■ **WRITTEN PROBLEM 1**
Write out the portion of the forum thread on the Onkyo receiver setup from "Is the DVD player" up to and including "of the mix.".
■ **WRITTEN PROBLEM 2**
Pick up the forum thread on the Onkyo receiver setup and continue it from its final sentence.

■ **SELECTED PASSAGE**
________________

# Sony DVD through ONKYO TX SR608 reciever to Sharp tv issue



## creeper (Mar 11, 2011)

My system has the Onkyo 606 and a Samsung tv. On the remote for the tv, try clicking source and scrolling until you find the component. HMDI will be for the tv. On mine av 1 is for the blueray


----------



## AllanJ (Nov 24, 2007)

Is the DVD player also connected to the TV using an HDMI cable?

If not, then you may need a cable set of the same kind as the DVD player uses (probably component video with red/green/blue ends) going between the receiver and the TV. You would need to use the TV remote to select the input (Video 4? Video 5?) where the cable set matching that of the DVD player was connected, as well as select DVD player on your receiver.

Some receivers take inputs of all kinds and send them as HDMI to the TV (so you don't need the middle paragraph above), other receivers don't.


----------



## Chokingdogs (Oct 27, 2012)

Well, the Onkyo has HDMI switching, so unless there's an issue with the receiver itself, that's not the problem. I see it has labels for all the different HDMI inputs, and I assume you connected the Sony to the appropriate one, so that variable is out of the mix.

________________

■ **DATA SHOWN**
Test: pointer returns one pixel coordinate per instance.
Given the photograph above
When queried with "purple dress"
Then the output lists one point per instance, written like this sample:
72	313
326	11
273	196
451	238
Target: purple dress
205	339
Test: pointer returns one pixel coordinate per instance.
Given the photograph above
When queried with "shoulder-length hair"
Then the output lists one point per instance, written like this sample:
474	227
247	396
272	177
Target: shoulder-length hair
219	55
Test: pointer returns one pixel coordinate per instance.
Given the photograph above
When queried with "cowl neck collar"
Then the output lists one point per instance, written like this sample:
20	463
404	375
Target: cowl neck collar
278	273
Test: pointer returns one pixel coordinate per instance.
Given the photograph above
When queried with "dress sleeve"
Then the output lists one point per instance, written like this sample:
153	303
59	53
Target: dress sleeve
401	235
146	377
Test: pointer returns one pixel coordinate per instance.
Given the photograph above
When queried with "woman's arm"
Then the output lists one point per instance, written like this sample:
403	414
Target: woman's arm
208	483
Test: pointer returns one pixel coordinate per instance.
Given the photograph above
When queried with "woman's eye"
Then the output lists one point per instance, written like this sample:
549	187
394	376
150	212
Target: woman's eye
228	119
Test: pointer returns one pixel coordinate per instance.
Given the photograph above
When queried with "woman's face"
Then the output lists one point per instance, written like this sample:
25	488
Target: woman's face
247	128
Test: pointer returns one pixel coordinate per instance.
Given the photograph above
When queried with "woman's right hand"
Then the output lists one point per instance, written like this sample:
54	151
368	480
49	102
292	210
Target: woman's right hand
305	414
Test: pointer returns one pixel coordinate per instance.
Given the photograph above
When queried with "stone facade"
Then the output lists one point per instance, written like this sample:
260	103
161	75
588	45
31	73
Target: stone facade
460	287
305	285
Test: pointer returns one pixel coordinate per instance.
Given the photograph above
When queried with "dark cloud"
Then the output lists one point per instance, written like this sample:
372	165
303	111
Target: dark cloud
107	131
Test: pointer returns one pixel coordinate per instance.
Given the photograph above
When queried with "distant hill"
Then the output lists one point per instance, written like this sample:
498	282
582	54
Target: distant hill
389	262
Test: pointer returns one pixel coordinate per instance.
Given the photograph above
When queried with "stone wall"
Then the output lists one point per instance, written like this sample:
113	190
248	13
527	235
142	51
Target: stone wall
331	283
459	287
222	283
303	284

________________

■ **EXERCISE OUTPUT 1**
Is the DVD player also connected to the TV using an HDMI cable?

If not, then you may need a cable set of the same kind as the DVD player uses (probably component video with red/green/blue ends) going between the receiver and the TV. You would need to use the TV remote to select the input (Video 4? Video 5?) where the cable set matching that of the DVD player was connected, as well as select DVD player on your receiver.

Some receivers take inputs of all kinds and send them as HDMI to the TV (so you don't need the middle paragraph above), other receivers don't.


----------



## Chokingdogs (Oct 27, 2012)

Well, the Onkyo has HDMI switching, so unless there's an issue with the receiver itself, that's not the problem. I see it has labels for all the different HDMI inputs, and I assume you connected the Sony to the appropriate one, so that variable is out of the mix.

■ **EXERCISE OUTPUT 2**
Some video devices "default" to a particular output, whether or not your Sony does I cannot say. But for example, since your DVD can display composite ( RCA ), S-video, as well as HDMI, it's possible it defaults to say, composite video. If that's the case, then you'd get nothing hooking it up by S-video or HDMI. That's highly unlikely though......especially if the DVD player isn't new, in other words, you've been watching on another TV.

Conversely, some receivers have inputs "deactivated", and one must manually activate a particular input. My older Denon receivers and Krell pre-amp have that, and go so far as to be able to assign ( de/activate ) audio inputs as either digital ( optical or composite ) or analog composite.

Check both the receiver and the DVD players' manuals for any defaulted audio/video paths, and if they have user selected in/outputs for them. It make take some time going back and forth, as manufacturers ( manual writers to be specific ), seem to take great pleasure in having the end user going all over creation in them in order to get things in harmony....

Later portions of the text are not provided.